━━━ TEXTE EXTRAIT ━━━
Ce n’est qu’en décembre 2021 que Khalida Toumi a appris que son procès s’ouvrira bientôt devant les juridictions compétentes. Durant tout ce temps,  son dossier été gelé sans aucune explication ou justification légale. En trois semaines, la Justice algérienne a fait savoir qu’elle a clôturé son instruction. Oui en trois semaines seulement alors que Khalida Toumi est emprisonnée depuis plus de deux ans ! Et toutes ses demandes de liberté conditionnelle ou provisoire ont été refusées alors qu’elle ne présentait pas le moindre risque de fuir la justice au regard de son statut de personnalité politique et publique.

Victime d’un « prolongement » injustifié de sa détention provisoire, l’ancienne ministre de la Culture va découvrir encore d’autres anomalies au cours de son tant attendu procès. Le 3 mars dernier, le Pôle pénal économique et financier du Tribunal de Sidi M’hamed (Alger) a reporté une première fois ce procès au 17 mars. Un deuxième report fut ensuite décidé et le procès s’est tenu finalement le 24 mars dernier.
━━━ ENTRÉES ENREGISTRÉES ━━━
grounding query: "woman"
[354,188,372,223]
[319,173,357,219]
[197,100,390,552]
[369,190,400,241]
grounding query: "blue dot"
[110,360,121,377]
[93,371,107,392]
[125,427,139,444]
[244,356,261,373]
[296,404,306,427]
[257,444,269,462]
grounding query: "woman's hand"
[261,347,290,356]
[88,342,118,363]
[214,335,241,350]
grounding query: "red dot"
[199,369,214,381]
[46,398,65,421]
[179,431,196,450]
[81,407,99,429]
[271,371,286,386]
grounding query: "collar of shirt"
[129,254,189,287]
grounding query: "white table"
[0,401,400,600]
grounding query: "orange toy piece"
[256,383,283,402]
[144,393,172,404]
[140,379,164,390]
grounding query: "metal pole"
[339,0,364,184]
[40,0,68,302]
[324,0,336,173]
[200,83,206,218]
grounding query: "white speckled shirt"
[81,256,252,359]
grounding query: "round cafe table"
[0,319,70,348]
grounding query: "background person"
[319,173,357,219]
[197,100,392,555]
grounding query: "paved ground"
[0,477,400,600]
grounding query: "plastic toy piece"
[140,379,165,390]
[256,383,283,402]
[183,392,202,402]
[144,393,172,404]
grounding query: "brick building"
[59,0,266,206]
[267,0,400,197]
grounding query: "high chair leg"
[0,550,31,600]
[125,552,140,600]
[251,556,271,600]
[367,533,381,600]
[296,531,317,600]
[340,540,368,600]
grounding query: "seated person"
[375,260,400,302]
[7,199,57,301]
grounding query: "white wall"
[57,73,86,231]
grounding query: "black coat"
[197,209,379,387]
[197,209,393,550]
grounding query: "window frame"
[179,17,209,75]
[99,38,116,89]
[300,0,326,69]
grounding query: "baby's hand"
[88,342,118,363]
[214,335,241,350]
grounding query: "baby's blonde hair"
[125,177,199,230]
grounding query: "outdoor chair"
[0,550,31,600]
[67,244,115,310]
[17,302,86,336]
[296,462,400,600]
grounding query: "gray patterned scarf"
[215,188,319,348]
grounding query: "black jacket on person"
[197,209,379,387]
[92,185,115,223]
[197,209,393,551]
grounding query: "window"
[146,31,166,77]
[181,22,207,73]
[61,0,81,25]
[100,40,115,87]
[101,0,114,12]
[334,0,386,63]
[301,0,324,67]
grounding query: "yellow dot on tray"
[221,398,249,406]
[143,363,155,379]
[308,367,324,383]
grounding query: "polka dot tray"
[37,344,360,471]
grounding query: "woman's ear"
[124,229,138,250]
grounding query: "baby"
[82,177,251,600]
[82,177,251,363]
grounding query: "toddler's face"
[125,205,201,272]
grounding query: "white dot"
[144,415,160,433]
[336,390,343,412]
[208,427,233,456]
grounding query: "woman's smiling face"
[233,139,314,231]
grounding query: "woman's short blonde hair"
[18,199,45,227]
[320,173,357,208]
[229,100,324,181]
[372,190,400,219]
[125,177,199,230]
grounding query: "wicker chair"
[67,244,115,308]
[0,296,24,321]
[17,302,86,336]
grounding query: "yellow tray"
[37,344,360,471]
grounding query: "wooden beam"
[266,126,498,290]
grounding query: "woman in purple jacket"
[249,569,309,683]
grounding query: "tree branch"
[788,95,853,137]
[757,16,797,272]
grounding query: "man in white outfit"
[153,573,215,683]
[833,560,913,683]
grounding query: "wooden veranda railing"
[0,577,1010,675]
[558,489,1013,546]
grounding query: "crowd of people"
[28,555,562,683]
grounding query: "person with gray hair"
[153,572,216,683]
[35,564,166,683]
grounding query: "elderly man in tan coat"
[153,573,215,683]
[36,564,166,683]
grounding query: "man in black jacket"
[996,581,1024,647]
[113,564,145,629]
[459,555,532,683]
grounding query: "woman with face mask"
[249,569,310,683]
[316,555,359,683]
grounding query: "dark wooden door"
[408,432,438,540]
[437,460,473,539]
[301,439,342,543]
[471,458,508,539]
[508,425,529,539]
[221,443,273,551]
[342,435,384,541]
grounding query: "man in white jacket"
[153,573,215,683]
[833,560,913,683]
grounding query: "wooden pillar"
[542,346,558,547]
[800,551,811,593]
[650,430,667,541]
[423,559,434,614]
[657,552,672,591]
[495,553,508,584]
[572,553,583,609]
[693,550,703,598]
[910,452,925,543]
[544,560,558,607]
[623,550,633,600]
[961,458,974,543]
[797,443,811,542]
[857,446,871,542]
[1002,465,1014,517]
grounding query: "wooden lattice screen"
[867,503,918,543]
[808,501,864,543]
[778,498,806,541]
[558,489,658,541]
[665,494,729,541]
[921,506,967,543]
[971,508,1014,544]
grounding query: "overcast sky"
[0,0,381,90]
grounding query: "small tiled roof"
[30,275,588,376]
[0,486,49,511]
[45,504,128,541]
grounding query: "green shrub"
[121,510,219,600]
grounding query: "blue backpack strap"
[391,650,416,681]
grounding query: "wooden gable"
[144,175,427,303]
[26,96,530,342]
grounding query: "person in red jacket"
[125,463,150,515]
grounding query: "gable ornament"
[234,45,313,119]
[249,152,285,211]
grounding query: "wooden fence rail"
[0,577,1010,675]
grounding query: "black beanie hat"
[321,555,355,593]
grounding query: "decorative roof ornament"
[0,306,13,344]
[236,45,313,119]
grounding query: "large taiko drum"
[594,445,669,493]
━━━
ÉNONCÉ DU PROBLÈME 1: Veuillez modifier l'extrait sur Khalida Toumi en commençant aux mots « Ce n’est qu’en » et en vous arrêtant après « politique et publique. », avec « trois semaines » remplacé par « quatre semaines ».
ÉNONCÉ DU PROBLÈME 2: D'après l'extrait sur Khalida Toumi, à quelle date son procès s'est-il finalement tenu ?
ÉNONCÉ DU PROBLÈME 3: Prolongez l'extrait sur Khalida Toumi à partir de sa dernière phrase.

RÉSULTAT OBTENU 1:
Ce n’est qu’en décembre 2021 que Khalida Toumi a appris que son procès s’ouvrira bientôt devant les juridictions compétentes. Durant tout ce temps,  son dossier été gelé sans aucune explication ou justification légale. En quatre semaines, la Justice algérienne a fait savoir qu’elle a clôturé son instruction. Oui en quatre semaines seulement alors que Khalida Toumi est emprisonnée depuis plus de deux ans ! Et toutes ses demandes de liberté conditionnelle ou provisoire ont été refusées alors qu’elle ne présentait pas le moindre risque de fuir la justice au regard de son statut de personnalité politique et publique.

RÉSULTAT OBTENU 2: Le 24 mars.

RÉSULTAT OBTENU 3:
Ainsi, après 29 mois de détention arbitraire, Khalida Toumi a pu avoir enfin l’occasion de se défendre comme n’importe quelle autre citoyenne devant les juges. Sur le banc des accusés, Khalida Toumi a retrouvé deux de ses collaborateurs :  l’ancien inspecteur général du ministère de la Culture, Abdelhamid Benblidia, détenu lui-aussi, et l’ancien directeur de la culture de la wilaya de Tlemcen, Miloud Hakim, qui comparaissait libre. Pour inculper Khalida Toumi, La justice s’est appuyée sur quatre grands événements culturels organisés par l’État durant les années Bouteflika : “2007, Alger capitale de la culture arabe”, “Le Festival panafricain de 2009”, “Tlemcen, capitale de la culture islamique (2011)” et le tournage avorté du film sur l’Émir Abdelkader.

Khalida Toumi est accusée officiellement d’ »octroi d’indus avantages dans les marchés publics » et d’ »abus de fonction en accomplissant un acte en violation de la loi » dans le cadre de l’organisation de trois manifestations culturelles, à savoir, « Alger, capitale de la culture arabe », en 2007, le Festival panafricain en 2009, et « Tlemcen, capitale de la culture islamique », en 2011. A quoi s’ajoute le financement du film sur l’Emir Abdelkader et d’indus avantages qui auraient été accordés à l’actrice française Isabelle Adjani.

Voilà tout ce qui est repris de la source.